Task goal: Reproduce every one of the entries below word for word, keeping each line unchanged.

Rows:
# # # # # # #
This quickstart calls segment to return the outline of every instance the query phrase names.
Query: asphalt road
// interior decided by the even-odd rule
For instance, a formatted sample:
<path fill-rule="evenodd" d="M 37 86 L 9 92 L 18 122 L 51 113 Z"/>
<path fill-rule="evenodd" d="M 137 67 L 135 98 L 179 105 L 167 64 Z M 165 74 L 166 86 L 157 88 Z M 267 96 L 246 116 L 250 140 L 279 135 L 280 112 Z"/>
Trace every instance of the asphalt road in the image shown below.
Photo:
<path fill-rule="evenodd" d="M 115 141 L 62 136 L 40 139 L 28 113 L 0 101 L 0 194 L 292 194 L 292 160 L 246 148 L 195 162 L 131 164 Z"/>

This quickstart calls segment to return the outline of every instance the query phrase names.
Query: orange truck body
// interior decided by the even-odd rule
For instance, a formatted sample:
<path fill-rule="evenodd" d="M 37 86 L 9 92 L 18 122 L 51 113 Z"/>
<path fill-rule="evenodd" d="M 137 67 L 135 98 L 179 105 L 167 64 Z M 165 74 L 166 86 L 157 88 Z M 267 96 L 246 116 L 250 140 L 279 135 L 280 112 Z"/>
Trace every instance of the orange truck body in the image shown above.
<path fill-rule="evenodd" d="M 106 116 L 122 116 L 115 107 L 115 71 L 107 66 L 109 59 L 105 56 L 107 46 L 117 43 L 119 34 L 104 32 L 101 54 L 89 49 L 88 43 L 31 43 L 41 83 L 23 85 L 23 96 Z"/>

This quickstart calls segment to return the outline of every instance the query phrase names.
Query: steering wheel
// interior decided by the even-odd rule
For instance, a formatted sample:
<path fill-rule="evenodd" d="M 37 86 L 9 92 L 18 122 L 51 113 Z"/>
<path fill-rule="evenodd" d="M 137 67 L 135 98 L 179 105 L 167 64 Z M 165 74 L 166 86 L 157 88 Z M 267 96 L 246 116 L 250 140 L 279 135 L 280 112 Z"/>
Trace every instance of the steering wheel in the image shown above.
# # # # # # #
Full response:
This quickstart calls segment to return the outline of every instance the query phrase names.
Query: asphalt road
// interior decided by the even-odd rule
For instance, a formatted sample:
<path fill-rule="evenodd" d="M 37 86 L 9 92 L 18 122 L 51 113 Z"/>
<path fill-rule="evenodd" d="M 137 67 L 135 98 L 179 105 L 167 64 Z M 165 74 L 166 86 L 157 88 Z M 267 96 L 246 116 L 250 140 L 279 135 L 280 112 Z"/>
Trace every instance of the asphalt road in the image shown below.
Photo:
<path fill-rule="evenodd" d="M 115 141 L 62 136 L 40 139 L 28 113 L 0 101 L 0 194 L 292 194 L 292 160 L 246 148 L 195 162 L 131 164 Z"/>

This quickstart calls segment to return the outline of every instance the query phrase names.
Query: orange truck body
// interior decided by the even-odd rule
For instance, a formatted sample:
<path fill-rule="evenodd" d="M 37 86 L 9 92 L 18 122 L 51 113 Z"/>
<path fill-rule="evenodd" d="M 137 67 L 135 98 L 179 105 L 167 64 Z M 165 74 L 166 86 L 157 88 Z M 267 96 L 246 116 L 250 140 L 279 135 L 280 112 Z"/>
Trace every instance of the orange truck body in the image shown above.
<path fill-rule="evenodd" d="M 106 116 L 122 116 L 115 107 L 115 71 L 107 66 L 109 59 L 105 56 L 107 46 L 117 43 L 119 34 L 104 32 L 101 54 L 89 49 L 88 43 L 31 43 L 41 83 L 23 85 L 23 96 Z"/>

This quickstart calls segment to return the outline of every instance the query phrase names.
Query: steering wheel
// interior decided by the even-odd rule
For instance, a formatted sample:
<path fill-rule="evenodd" d="M 37 86 L 9 92 L 18 122 L 51 113 Z"/>
<path fill-rule="evenodd" d="M 137 67 L 135 98 L 179 105 L 167 64 Z M 165 74 L 166 86 L 157 88 Z M 267 96 L 246 116 L 250 140 L 279 135 L 280 112 Z"/>
Trace every instance of the steering wheel in the image shown above.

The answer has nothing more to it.